EP by DIA
- Released: June 14, 2016
- Recorded: 2016
- Genre: K-pop; R&B; ballad;
- Length: 22:44
- Language: Korean
- Label: MBK; Interpark;

DIA chronology
| Do It Amazing (2015) | Happy Ending (2016) | Spell (2016) |

Singles from Happy Ending
- "On The Road" Released: June 14, 2016;

= Happy Ending (EP) =

Happy Ending is the debut extended play by the South Korean girl group DIA. It was released by MBK Entertainment on June 14, 2016, and distributed by Interpark. It consists of seven tracks, including "On The Road", which was released as the EP's title track.

This release marked the return of members Heehyun and Chaeyeon, after their hiatus in order to participate on Mnet's survival show, Produce 101. It also marked the first release without member Seunghee and the first release with member Eunchae.

The EP peaked at number 7 on the Gaon Album Chart.

==Background==
Members Heehyun and Chaeyeon joined the survival show Produce 101 in 2015 and due to this, they had to temporarily withdraw from the group. Meanwhile, MBK Entertainment added a new member to the group, Eunchae, on March 7, 2016. The company then announced that Heehyun and Chaeyeon will be joining the group for an upcoming comeback in June. The group filmed their new music video in Jeju Island and will be returning without Seunghee, who left to pursue an acting career after her contract expired on April 30. Since April, Chaeyeon has been promoting with I.O.I after ranking 7th on Produce 101 and debuting in the group. I.O.I's promotions for their debut album ended on June 4, allowing Chaeyeon to return to DIA while I.O.I promotes in sub-units before she returns to promote with the group until their 1-year contract with YMC Entertainment ends.

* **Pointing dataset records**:
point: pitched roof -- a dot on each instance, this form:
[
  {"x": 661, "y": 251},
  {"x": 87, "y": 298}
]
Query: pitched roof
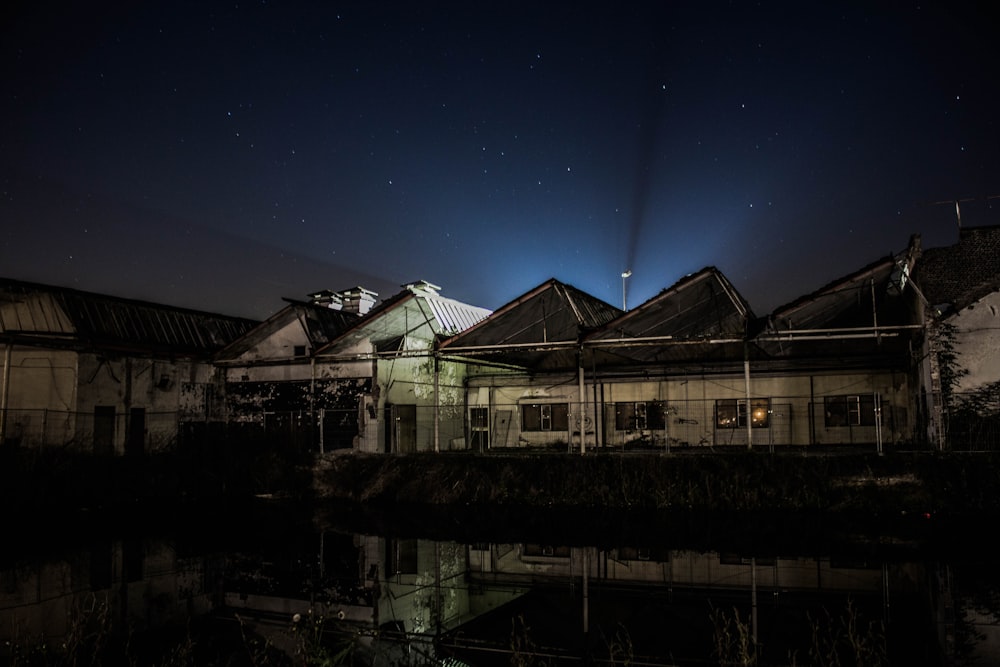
[
  {"x": 551, "y": 316},
  {"x": 859, "y": 299},
  {"x": 32, "y": 313},
  {"x": 551, "y": 312},
  {"x": 860, "y": 318},
  {"x": 320, "y": 324},
  {"x": 962, "y": 273},
  {"x": 695, "y": 318}
]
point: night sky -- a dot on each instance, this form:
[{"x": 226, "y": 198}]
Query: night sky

* **Tasks and exercises**:
- A) In the Happy Ending article, on what date was Eunchae added to DIA?
- B) Go on with the Happy Ending article from the point where it stops.
The listing is separate material with no tie to the Happy Ending article.

* **Exercise answers**:
- A) March 7, 2016.

- B)
==Promotion==
The group appeared with its new lineup for the first time on a Naver V-app broadcast held on June 7.

=== Single ===
"On The Road" was released as the title track in conjunction with the EP on June 14. The music video was filmed in Jeju Island.

=== Live performances ===
The group held a comeback showcase at Lotte Card Art Center on June 14. They started music show promotions on June 16 on M Countdown.

== Commercial performance ==
Happy Ending debuted and peaked at number 7 on the Gaon Album Chart, on the chart issue dated June 12–18, 2016, achieving a new peak for the group, as their debut album peaked at number 11. The EP also debuted at number 24 on the chart for the month of June 2016, with 4,820 physical copies sold. The EP sold 9,474 physical copies in 2016.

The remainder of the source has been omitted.